== MATERIAL SHOWN
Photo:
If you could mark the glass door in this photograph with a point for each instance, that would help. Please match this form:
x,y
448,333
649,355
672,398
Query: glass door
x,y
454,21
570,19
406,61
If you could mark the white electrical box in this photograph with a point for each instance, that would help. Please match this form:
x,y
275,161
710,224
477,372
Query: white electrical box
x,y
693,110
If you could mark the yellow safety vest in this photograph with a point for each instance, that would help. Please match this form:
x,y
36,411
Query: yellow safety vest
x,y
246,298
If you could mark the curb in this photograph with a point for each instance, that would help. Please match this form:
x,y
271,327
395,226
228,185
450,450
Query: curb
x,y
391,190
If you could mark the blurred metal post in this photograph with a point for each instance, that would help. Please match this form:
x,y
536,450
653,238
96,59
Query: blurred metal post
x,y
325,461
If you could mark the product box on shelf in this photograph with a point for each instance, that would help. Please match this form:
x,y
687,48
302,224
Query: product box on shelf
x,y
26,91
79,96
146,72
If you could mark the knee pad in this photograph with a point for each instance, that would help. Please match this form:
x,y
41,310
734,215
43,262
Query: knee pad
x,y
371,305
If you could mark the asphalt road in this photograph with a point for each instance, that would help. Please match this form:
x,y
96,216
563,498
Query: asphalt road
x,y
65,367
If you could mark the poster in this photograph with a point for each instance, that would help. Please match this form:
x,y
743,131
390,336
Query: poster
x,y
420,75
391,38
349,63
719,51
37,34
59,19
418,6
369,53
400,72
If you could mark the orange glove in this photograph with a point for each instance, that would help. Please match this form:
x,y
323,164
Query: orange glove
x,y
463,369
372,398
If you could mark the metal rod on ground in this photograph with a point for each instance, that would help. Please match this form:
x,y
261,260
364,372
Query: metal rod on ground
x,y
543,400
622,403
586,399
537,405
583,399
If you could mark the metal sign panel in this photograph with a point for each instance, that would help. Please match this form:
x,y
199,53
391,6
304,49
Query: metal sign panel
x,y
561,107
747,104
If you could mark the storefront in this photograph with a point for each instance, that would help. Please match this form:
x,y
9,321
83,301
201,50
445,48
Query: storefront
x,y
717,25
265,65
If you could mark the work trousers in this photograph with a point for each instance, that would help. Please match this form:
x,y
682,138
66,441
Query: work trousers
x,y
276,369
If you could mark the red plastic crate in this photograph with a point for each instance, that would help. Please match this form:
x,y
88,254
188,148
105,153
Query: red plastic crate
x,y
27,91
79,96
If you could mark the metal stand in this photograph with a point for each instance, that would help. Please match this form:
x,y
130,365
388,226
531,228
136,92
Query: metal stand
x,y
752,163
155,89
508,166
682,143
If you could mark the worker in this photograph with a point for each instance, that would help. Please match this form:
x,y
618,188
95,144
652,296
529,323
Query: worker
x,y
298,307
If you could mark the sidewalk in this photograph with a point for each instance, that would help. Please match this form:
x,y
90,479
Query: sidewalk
====
**REQUIREMENT**: Count the lines in the listing where the string "sidewalk" appears, and give only the count.

**COMPLETED EXERCISE**: 2